• _Work to do_
Transcribe only the part of the listing below that begins at the line containing "Find the distant" and runs to its final line, keeping both ends.

[Dataset items]
++++++

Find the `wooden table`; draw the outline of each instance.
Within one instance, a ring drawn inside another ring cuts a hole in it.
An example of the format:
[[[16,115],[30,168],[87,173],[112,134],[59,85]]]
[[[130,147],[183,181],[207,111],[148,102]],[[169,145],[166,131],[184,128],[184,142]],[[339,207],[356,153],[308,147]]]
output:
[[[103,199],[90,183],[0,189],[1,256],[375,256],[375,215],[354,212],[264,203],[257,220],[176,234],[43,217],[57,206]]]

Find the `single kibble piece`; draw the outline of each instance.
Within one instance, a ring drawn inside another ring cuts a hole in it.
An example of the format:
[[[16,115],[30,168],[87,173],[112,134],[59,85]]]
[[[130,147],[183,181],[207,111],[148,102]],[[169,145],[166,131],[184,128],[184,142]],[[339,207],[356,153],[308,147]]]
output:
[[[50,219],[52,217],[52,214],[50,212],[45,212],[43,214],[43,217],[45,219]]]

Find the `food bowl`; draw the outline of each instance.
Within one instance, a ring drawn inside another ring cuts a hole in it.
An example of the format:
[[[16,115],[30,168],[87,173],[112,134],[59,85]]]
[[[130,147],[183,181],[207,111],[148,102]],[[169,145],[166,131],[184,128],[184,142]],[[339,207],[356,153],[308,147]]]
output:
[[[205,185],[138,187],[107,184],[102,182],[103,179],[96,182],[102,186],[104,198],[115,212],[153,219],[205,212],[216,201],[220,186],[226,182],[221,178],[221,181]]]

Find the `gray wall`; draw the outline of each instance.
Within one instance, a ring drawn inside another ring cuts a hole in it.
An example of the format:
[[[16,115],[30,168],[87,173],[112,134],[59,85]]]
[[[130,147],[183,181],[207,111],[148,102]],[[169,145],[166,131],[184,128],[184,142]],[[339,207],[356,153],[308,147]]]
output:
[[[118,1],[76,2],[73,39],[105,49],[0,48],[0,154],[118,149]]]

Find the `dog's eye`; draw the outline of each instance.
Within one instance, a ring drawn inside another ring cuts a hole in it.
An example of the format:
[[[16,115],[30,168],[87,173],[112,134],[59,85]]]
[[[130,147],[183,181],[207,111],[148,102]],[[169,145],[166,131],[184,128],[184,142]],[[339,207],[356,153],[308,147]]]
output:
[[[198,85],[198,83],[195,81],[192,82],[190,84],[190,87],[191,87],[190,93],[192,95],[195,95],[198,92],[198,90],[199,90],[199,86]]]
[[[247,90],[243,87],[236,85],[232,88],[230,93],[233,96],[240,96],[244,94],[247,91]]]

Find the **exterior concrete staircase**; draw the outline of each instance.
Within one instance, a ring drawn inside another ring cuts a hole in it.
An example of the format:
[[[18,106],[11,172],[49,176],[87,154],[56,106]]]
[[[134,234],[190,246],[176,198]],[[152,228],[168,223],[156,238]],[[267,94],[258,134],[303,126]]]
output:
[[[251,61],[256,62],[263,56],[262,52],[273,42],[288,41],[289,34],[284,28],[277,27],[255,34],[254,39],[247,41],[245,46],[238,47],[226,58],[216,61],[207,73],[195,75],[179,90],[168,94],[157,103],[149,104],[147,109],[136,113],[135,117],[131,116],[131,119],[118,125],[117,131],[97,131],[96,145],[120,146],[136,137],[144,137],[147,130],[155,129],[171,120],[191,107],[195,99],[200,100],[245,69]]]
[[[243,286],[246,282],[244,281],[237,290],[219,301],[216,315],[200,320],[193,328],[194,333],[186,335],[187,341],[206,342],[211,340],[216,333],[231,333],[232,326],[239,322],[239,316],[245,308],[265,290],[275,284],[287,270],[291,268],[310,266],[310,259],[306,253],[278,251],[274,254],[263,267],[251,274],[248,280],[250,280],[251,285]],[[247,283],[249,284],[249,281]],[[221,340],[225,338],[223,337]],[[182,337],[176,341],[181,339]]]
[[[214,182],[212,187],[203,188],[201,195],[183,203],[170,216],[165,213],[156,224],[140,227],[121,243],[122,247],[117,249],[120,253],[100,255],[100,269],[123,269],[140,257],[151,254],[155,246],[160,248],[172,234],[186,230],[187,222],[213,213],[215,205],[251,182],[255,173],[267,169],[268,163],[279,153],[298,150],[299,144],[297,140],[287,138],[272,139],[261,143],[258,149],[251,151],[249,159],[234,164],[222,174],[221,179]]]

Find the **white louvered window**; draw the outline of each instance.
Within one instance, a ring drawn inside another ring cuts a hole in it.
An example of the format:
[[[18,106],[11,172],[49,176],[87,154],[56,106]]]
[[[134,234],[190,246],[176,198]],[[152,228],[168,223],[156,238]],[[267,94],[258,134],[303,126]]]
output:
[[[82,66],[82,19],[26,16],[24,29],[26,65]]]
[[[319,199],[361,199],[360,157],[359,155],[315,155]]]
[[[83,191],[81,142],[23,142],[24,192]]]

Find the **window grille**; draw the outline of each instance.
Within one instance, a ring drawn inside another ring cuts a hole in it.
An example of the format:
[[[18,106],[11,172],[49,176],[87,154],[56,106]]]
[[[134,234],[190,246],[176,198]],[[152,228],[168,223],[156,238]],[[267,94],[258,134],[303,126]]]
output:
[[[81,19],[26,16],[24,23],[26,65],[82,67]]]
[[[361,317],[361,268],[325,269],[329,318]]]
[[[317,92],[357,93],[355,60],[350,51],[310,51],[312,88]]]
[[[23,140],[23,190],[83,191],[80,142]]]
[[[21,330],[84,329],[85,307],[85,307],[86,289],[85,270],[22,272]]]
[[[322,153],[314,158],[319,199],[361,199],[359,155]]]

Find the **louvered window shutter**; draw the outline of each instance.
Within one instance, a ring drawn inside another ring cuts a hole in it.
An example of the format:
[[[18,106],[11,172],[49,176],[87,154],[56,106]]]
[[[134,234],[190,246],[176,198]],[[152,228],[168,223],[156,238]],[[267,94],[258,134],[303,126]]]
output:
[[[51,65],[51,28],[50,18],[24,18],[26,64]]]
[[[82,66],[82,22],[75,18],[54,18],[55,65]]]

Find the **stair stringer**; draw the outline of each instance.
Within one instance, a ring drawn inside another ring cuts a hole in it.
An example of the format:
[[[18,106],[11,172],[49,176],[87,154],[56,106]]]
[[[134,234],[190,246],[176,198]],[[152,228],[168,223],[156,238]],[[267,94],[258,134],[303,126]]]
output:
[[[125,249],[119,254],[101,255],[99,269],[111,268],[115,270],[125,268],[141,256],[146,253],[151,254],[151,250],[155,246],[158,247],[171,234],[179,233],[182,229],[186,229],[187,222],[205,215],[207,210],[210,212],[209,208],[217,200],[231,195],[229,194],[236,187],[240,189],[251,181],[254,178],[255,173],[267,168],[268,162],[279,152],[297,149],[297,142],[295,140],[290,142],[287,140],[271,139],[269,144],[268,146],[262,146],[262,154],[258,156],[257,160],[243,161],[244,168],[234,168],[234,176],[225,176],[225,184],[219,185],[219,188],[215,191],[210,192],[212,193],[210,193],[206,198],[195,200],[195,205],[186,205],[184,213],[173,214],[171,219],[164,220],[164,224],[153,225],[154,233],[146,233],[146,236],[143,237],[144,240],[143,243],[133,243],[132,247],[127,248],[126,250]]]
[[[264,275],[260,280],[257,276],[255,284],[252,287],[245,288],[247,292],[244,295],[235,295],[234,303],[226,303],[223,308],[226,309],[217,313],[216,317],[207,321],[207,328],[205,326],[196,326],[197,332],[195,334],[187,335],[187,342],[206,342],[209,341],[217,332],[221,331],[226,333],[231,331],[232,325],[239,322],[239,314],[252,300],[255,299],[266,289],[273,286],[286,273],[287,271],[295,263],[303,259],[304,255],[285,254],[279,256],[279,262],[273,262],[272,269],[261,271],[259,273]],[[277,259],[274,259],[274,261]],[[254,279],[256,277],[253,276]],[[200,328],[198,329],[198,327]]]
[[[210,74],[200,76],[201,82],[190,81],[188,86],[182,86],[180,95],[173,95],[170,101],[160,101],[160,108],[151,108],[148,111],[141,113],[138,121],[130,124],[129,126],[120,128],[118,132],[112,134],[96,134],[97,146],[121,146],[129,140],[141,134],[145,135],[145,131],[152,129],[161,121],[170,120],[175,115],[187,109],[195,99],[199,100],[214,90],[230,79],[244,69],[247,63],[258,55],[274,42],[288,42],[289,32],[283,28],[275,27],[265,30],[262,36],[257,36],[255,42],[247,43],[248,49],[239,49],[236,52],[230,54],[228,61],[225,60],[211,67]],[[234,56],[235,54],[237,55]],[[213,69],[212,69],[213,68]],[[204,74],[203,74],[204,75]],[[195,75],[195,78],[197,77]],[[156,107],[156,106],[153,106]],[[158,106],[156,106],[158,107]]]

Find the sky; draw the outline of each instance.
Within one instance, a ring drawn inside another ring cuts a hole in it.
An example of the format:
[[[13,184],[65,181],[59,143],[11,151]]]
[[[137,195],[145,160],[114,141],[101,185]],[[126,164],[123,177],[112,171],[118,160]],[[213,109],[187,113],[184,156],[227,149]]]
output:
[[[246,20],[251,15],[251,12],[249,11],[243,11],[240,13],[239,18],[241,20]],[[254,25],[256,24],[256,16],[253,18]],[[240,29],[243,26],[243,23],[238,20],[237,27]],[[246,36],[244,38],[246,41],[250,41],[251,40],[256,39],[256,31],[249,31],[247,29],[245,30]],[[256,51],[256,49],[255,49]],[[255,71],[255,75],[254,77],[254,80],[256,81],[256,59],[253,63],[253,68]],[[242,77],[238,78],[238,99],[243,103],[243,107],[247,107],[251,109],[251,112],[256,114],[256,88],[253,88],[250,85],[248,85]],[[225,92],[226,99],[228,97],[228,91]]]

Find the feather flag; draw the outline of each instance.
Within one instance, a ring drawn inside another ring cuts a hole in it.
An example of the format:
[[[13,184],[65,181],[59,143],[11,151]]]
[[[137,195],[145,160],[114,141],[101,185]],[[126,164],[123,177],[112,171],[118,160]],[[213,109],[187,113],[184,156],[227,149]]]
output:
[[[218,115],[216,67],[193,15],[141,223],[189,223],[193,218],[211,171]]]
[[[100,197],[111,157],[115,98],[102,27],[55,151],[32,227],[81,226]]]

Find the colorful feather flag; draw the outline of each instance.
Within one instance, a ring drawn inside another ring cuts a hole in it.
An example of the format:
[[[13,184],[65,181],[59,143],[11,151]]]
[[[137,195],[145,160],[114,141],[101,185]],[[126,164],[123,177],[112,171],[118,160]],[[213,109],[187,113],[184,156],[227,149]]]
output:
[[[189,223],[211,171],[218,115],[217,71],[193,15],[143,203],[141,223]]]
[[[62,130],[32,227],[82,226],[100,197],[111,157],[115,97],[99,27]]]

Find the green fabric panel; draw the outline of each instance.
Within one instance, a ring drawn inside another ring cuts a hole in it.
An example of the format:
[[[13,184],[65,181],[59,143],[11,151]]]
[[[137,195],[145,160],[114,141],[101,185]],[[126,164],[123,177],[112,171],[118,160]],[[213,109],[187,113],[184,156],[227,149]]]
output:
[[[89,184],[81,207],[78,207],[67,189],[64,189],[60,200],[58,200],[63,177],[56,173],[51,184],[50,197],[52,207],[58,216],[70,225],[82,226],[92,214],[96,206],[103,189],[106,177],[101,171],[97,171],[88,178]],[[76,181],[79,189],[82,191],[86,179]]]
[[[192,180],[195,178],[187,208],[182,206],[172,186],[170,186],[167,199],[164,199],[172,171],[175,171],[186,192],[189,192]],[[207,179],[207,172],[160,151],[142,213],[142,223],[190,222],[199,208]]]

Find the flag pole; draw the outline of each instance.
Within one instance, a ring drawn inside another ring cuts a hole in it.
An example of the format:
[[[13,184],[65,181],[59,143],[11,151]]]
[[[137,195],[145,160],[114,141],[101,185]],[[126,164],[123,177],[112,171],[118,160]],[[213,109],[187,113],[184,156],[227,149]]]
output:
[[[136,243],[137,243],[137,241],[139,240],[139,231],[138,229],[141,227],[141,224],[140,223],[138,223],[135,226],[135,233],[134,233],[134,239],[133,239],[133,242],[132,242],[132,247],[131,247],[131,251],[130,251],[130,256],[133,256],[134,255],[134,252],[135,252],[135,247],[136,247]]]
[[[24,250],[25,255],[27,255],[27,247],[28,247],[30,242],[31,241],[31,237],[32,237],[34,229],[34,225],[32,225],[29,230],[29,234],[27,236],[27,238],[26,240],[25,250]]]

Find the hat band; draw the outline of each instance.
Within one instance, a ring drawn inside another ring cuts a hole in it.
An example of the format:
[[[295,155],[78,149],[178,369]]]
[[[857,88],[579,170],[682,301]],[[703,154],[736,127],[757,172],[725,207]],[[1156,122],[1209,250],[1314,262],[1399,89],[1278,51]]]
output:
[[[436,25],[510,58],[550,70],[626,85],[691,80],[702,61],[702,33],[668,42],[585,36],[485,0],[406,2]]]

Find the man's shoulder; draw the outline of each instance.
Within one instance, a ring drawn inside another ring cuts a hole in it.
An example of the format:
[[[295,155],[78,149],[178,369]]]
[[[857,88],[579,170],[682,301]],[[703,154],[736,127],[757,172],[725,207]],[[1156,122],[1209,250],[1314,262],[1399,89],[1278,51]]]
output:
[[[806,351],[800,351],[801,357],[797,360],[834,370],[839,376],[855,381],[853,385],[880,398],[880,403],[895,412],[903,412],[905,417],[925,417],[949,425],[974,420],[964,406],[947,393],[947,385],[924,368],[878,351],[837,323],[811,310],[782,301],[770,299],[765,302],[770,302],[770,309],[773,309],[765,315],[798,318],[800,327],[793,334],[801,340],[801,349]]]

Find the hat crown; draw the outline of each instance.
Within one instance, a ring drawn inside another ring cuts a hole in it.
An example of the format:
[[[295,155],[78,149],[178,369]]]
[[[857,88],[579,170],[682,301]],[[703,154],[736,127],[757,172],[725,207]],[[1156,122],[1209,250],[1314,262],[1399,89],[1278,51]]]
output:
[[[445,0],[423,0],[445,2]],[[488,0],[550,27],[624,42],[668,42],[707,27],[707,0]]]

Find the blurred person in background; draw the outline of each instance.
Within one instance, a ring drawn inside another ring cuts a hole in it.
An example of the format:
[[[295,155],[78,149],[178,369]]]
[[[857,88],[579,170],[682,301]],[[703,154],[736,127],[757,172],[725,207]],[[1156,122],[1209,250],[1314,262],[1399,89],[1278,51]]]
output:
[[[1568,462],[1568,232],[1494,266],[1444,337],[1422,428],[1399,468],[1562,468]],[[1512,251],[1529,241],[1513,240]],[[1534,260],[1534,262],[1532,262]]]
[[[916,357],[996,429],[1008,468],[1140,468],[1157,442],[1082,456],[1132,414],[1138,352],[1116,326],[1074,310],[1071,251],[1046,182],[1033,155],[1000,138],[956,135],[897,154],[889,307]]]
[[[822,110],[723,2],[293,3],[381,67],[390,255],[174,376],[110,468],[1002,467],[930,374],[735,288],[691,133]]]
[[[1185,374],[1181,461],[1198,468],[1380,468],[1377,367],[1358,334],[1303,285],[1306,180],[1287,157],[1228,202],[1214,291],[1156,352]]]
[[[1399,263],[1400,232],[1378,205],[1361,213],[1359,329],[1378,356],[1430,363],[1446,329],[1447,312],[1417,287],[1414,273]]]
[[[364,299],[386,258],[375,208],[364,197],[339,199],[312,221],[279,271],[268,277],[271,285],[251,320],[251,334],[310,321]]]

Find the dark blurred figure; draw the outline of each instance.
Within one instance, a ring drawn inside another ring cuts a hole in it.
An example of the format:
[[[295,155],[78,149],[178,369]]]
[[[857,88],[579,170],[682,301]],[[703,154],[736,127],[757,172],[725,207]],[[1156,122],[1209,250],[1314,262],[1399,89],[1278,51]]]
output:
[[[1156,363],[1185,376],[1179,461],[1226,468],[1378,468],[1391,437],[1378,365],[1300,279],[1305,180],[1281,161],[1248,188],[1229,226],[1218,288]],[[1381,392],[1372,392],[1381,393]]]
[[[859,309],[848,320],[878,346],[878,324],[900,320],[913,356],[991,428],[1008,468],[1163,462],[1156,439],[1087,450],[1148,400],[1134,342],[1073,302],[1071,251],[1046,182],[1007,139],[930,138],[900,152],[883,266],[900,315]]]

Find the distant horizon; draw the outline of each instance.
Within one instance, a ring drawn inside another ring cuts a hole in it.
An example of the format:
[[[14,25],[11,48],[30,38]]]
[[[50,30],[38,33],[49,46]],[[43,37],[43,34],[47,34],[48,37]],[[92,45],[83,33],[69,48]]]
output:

++++++

• _Answer to the problem_
Find the distant horizon; draw the outline of each instance.
Within one instance, a ring drawn inside another ring cuts a hole in it.
An example of the format:
[[[14,25],[11,48],[30,38]]]
[[[50,30],[38,33],[49,46]],[[43,37],[43,34],[47,34],[48,37]],[[92,45],[83,33],[69,48]]]
output:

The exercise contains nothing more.